▶ Directions: Scan the records for the string "below" and copy every line that holds it.

Content starts

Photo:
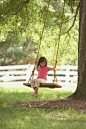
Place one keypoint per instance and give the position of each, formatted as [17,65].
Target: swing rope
[31,77]
[55,78]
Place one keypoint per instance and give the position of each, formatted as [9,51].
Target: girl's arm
[54,66]
[36,63]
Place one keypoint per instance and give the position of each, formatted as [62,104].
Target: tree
[21,23]
[80,92]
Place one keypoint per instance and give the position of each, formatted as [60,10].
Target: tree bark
[80,92]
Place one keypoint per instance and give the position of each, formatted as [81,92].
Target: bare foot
[35,95]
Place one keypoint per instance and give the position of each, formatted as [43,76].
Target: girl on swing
[42,69]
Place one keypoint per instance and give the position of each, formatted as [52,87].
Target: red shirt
[42,72]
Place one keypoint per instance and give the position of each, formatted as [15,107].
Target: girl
[42,69]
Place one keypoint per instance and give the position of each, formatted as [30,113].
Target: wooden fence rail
[66,75]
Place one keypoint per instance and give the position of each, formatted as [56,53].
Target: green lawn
[26,118]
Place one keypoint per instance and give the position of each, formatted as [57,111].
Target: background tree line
[21,24]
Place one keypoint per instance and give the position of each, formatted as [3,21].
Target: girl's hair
[42,59]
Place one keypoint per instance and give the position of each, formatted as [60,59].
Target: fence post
[67,75]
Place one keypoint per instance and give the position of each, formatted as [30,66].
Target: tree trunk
[80,92]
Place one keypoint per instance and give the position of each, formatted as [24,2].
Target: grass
[26,118]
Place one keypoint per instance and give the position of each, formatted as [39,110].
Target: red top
[42,72]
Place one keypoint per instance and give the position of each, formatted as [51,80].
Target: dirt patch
[61,104]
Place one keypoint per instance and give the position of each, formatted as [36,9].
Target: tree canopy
[21,24]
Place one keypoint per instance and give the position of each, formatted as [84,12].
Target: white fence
[18,74]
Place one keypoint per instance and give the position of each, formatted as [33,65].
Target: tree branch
[74,18]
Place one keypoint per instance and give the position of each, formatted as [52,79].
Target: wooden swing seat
[45,85]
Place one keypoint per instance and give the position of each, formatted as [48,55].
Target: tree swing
[48,85]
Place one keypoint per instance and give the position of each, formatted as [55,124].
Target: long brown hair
[42,59]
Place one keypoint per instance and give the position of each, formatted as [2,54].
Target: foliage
[21,25]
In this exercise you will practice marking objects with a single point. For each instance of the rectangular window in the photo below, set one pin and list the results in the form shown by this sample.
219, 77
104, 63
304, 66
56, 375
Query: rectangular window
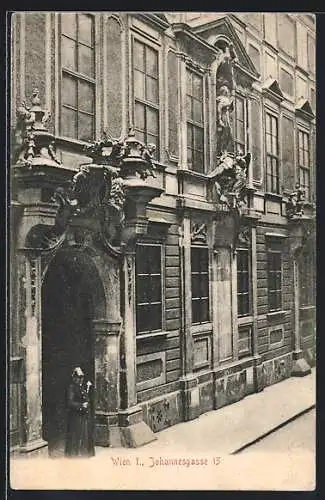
200, 284
255, 56
243, 281
272, 154
274, 278
240, 125
195, 126
148, 288
286, 82
304, 162
286, 34
245, 341
311, 53
146, 94
77, 76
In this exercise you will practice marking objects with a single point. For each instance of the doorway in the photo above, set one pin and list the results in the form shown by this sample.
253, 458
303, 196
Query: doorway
68, 309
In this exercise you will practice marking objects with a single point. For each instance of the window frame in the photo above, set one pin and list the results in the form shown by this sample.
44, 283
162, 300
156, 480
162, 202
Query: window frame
195, 125
142, 333
278, 290
303, 169
307, 276
77, 76
207, 298
249, 281
244, 99
144, 101
271, 155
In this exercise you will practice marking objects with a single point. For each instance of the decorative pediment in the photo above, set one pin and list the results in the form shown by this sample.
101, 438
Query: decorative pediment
271, 89
304, 109
222, 29
192, 44
156, 19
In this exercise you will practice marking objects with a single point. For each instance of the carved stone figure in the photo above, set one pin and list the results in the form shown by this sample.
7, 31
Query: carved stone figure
230, 178
296, 202
224, 88
32, 139
225, 106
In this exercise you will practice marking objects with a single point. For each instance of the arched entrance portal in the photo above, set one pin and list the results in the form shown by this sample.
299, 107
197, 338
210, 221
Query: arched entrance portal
72, 297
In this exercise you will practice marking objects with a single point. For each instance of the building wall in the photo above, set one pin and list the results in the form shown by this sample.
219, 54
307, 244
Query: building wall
281, 48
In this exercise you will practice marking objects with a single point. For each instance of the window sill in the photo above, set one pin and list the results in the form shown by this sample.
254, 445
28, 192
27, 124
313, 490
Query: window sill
192, 173
72, 143
276, 315
245, 320
153, 335
274, 196
201, 328
307, 308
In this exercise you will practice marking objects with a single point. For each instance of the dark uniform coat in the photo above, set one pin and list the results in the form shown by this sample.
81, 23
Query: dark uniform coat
79, 437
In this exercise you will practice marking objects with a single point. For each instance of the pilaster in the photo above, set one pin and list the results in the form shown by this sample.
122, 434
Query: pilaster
33, 440
189, 382
132, 430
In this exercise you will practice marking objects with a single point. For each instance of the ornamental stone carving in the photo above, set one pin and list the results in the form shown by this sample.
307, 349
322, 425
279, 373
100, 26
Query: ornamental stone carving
33, 144
296, 202
100, 189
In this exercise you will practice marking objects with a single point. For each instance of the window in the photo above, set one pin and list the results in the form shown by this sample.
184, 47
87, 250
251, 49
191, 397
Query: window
146, 94
255, 56
311, 53
243, 281
245, 341
78, 76
307, 279
303, 162
195, 127
272, 155
286, 34
200, 284
270, 31
274, 278
286, 82
239, 124
148, 288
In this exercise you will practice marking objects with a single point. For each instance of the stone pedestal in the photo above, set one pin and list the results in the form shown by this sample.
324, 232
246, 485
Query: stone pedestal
300, 366
259, 379
132, 431
33, 440
107, 361
191, 397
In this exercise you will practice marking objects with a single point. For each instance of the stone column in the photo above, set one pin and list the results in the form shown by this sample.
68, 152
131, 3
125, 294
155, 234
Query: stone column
31, 340
224, 303
300, 365
107, 363
133, 431
189, 381
234, 307
258, 367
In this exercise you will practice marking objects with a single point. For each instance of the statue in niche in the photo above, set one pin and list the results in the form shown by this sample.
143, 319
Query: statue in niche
230, 178
296, 202
225, 84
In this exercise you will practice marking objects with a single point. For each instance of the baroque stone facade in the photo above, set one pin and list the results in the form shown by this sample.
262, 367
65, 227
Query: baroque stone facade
162, 211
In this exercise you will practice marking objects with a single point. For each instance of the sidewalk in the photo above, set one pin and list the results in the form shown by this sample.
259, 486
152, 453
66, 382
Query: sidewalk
214, 437
232, 427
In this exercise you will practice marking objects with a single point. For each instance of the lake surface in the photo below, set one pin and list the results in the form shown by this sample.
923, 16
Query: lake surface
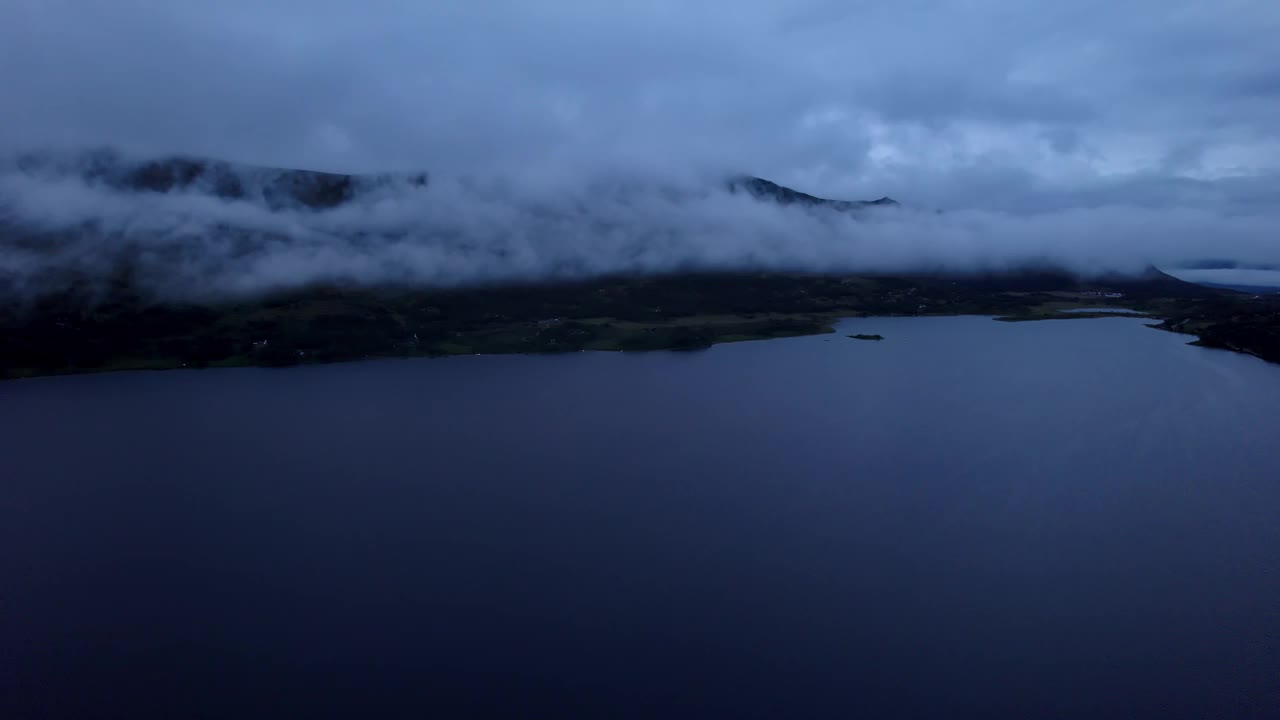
1121, 310
969, 519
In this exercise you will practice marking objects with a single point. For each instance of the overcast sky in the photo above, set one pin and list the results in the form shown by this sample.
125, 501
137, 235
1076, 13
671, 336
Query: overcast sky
996, 104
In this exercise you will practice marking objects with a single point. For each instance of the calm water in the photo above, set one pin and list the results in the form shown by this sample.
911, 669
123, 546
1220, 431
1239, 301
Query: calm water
969, 519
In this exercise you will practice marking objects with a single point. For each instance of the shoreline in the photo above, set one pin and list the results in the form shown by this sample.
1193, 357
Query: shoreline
817, 324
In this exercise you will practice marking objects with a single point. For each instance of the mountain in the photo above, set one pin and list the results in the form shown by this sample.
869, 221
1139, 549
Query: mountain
284, 188
275, 187
767, 190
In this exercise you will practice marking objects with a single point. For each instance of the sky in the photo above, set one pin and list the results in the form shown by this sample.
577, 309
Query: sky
952, 103
1087, 123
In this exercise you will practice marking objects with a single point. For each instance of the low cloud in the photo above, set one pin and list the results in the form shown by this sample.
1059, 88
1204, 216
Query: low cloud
64, 227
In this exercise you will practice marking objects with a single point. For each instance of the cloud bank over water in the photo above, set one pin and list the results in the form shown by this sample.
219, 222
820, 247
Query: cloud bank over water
229, 229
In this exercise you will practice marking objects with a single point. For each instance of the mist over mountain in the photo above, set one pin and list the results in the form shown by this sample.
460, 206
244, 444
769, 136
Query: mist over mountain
190, 227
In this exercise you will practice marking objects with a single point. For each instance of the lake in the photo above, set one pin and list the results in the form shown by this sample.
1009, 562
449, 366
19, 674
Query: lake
969, 519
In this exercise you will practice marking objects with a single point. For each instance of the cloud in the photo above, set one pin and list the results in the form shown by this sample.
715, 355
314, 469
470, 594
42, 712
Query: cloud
833, 95
72, 224
1101, 135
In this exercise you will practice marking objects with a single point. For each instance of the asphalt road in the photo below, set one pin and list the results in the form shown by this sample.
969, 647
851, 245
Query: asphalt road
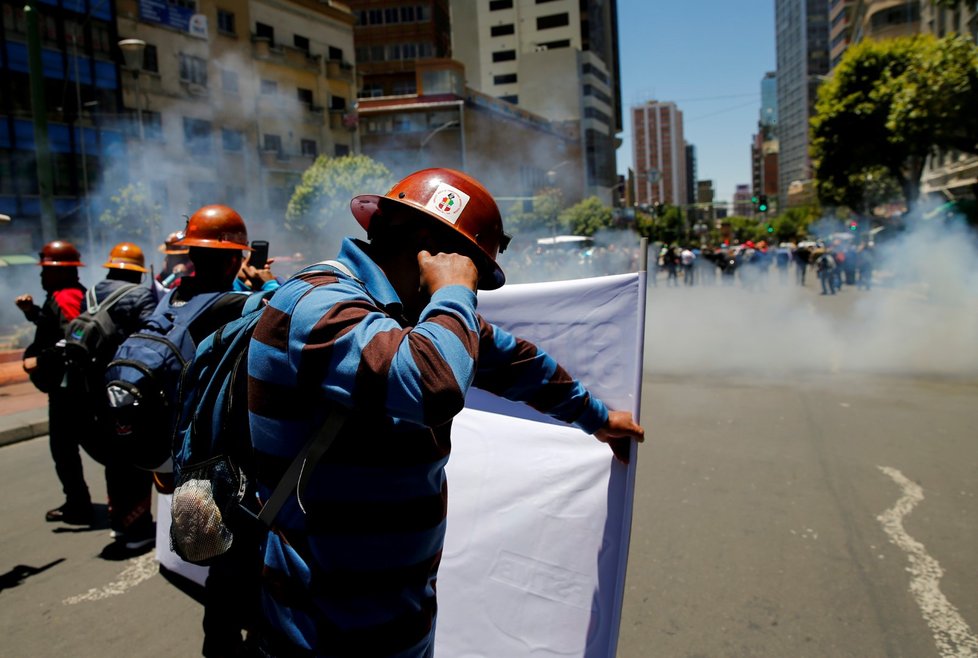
783, 510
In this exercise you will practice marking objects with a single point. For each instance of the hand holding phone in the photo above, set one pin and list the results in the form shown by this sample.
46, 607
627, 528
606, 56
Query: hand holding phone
259, 254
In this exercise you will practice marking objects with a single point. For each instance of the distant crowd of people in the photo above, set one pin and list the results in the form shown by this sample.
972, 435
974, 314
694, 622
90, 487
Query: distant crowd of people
751, 264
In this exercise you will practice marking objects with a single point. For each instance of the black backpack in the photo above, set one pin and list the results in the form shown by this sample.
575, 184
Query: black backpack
142, 382
215, 502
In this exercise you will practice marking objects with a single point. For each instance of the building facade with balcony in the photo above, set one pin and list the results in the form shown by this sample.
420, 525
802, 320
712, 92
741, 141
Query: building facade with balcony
802, 45
659, 154
516, 154
238, 99
950, 174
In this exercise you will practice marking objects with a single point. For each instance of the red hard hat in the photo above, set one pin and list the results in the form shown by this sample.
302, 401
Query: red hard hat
126, 256
215, 227
169, 245
455, 200
60, 253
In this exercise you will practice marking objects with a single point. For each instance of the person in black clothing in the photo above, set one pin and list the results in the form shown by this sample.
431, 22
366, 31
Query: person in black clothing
44, 363
129, 489
216, 237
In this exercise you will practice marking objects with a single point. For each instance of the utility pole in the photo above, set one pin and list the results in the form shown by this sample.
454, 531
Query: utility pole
45, 177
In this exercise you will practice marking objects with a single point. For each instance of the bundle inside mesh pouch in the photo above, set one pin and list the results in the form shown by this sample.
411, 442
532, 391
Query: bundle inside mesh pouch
208, 509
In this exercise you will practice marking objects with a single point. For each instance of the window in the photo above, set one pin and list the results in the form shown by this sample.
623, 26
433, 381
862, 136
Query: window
553, 20
232, 140
197, 136
151, 61
554, 45
225, 22
193, 70
229, 82
265, 31
152, 125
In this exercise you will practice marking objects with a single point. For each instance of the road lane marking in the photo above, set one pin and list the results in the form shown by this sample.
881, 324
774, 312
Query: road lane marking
953, 636
141, 568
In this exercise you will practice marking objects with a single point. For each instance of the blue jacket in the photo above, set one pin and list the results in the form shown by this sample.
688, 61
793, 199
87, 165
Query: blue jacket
356, 573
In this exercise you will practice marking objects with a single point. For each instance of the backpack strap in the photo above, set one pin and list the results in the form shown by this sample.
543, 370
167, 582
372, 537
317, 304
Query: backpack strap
301, 468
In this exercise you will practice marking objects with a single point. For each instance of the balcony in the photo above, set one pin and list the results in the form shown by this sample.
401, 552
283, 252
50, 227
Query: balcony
262, 48
339, 70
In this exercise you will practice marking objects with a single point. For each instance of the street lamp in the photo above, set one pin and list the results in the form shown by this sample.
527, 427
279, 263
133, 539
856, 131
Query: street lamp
132, 51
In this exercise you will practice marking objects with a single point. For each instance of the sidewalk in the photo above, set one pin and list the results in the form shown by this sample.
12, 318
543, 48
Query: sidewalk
23, 409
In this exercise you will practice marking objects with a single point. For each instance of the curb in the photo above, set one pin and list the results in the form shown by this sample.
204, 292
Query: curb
23, 425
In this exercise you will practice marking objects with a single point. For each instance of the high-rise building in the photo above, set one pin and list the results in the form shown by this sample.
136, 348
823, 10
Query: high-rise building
690, 174
884, 19
391, 35
802, 39
950, 174
765, 147
557, 59
659, 154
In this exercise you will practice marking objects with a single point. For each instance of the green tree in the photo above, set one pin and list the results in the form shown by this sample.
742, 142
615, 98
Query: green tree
888, 105
320, 206
587, 217
133, 214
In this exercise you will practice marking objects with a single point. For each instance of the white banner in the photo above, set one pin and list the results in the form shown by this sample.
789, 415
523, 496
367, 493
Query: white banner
539, 512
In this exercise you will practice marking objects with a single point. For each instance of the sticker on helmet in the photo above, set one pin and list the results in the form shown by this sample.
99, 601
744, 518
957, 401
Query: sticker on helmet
447, 202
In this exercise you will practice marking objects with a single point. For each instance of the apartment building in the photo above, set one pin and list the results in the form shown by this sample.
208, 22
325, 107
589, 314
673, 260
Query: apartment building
950, 174
237, 99
556, 59
802, 44
202, 102
659, 154
515, 153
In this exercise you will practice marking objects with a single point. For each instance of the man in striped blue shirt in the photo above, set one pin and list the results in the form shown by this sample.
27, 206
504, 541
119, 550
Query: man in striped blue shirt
397, 342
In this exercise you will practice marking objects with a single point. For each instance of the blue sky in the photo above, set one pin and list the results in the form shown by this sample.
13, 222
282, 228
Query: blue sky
708, 56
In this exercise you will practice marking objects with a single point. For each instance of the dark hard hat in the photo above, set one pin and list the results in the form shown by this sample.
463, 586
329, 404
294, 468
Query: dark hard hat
60, 253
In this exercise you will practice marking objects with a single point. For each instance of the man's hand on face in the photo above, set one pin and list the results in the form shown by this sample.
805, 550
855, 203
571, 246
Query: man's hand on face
446, 269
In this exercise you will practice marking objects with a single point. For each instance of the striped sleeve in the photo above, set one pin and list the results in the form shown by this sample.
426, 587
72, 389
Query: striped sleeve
335, 339
518, 370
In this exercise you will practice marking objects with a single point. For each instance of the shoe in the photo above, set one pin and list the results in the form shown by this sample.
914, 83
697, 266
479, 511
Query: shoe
130, 544
73, 514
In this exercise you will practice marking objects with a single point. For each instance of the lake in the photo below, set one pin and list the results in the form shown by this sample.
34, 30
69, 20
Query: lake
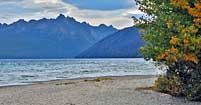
26, 71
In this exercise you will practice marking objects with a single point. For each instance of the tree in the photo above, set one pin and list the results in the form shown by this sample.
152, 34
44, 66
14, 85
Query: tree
172, 31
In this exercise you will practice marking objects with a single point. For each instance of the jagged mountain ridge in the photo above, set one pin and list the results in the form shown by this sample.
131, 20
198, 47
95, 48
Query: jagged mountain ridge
62, 37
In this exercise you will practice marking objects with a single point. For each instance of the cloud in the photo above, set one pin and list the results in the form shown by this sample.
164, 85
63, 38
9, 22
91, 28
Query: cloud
102, 4
12, 10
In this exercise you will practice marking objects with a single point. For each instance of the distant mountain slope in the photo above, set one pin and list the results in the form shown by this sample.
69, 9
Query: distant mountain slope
62, 37
122, 44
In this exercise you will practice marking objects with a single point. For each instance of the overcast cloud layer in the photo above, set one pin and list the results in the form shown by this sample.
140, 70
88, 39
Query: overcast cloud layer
95, 12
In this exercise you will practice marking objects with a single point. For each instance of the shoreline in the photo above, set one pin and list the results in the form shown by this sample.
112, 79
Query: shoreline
79, 78
108, 90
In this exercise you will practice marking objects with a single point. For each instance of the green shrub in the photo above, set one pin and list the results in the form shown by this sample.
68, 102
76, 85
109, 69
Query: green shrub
168, 85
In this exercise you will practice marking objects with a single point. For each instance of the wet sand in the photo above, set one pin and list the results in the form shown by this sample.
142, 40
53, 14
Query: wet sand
89, 91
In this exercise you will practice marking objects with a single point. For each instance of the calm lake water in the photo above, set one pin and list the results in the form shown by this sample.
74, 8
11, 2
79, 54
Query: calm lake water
21, 71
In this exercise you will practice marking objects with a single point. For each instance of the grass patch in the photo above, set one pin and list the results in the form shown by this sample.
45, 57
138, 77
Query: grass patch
145, 88
98, 79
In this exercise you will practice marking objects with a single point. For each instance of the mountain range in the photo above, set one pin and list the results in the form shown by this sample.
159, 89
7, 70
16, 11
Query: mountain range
122, 44
64, 37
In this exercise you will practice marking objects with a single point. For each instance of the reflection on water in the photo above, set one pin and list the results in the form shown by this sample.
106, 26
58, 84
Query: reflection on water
17, 72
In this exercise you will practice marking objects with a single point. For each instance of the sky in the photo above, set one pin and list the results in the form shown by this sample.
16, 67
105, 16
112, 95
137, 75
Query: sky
95, 12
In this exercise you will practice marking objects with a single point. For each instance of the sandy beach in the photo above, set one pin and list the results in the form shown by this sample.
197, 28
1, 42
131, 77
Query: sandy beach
89, 91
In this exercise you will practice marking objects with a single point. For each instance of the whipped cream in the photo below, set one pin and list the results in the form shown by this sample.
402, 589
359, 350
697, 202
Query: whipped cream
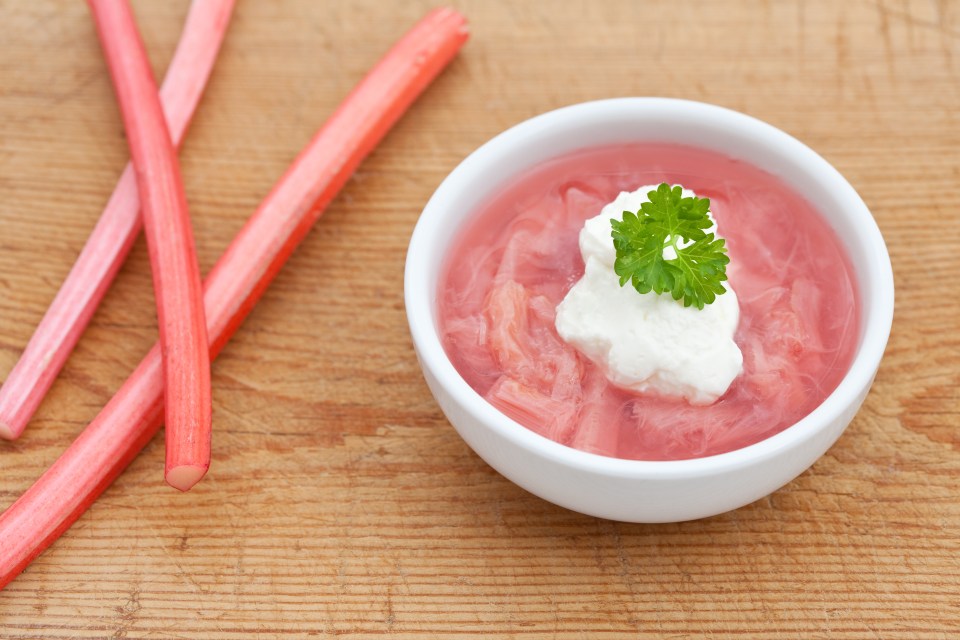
647, 342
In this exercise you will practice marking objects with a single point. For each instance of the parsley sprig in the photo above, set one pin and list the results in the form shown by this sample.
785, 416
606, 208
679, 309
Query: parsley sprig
670, 220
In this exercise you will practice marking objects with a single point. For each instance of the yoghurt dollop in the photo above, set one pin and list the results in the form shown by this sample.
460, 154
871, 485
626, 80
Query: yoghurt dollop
647, 342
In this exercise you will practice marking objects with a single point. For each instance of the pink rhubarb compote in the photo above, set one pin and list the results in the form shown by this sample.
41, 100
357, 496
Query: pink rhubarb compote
517, 257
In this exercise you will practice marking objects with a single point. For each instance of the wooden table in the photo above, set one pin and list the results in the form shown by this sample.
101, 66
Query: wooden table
341, 502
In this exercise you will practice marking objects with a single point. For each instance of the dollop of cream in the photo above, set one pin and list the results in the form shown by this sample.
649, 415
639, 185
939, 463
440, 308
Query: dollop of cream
647, 342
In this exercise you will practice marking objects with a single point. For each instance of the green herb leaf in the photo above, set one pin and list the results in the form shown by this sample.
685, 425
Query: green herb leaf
696, 274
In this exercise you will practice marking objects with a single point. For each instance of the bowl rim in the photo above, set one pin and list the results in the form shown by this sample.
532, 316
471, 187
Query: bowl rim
878, 317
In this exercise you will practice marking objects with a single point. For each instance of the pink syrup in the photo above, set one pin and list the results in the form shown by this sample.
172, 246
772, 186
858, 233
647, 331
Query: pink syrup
518, 256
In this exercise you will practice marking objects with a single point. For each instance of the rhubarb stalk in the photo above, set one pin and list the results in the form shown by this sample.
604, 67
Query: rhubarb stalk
232, 288
176, 275
114, 235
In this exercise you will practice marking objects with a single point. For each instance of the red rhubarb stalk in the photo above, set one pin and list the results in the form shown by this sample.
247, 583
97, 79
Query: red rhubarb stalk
176, 274
232, 288
115, 233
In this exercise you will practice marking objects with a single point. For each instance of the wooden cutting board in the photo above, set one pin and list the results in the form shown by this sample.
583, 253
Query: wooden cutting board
340, 501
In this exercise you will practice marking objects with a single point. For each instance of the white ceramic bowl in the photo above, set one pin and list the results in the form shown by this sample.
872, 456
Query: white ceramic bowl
629, 490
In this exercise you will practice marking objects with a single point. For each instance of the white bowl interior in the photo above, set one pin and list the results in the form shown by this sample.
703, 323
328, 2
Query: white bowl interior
646, 120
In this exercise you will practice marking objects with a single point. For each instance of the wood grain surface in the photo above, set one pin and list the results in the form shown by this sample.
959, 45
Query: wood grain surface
340, 501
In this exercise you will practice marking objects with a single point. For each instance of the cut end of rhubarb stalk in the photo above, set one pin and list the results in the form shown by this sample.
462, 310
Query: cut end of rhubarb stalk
185, 476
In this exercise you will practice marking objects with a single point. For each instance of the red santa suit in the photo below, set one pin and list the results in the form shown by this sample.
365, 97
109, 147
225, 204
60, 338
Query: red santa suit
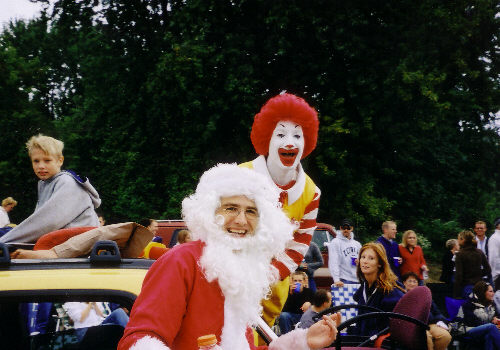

Content ends

▶ Written reply:
In this exercise you will practice marking objects with a single point. For each instance of the rectangular window in the photo below, set one pin and list the results in the form shown by this sample.
In this exercise you will practice marking objects with a single point. For each instance of the lake surface in the photo below, set one pin and list the results in the form shown by this sample.
In this exercise you will practice marking objects with a single point. For each instance of the asphalt road in the photo below, set one pin and list the results in the form shown by this sample.
In this exercise you will practice marking objects with a single point. For each instance of the lake in the photo below, set one pin and list the results in the form shown by this sample.
In this exercise you will practice marking objects with a single point. For each instance of the whipped cream in the photo below, set one pin and list the results in the form shown by this sample.
In this exercise you will practice marking objects with a single point. For each instance of the red santa suit in the photo below, set one pin and list the results in the form shown by this sample.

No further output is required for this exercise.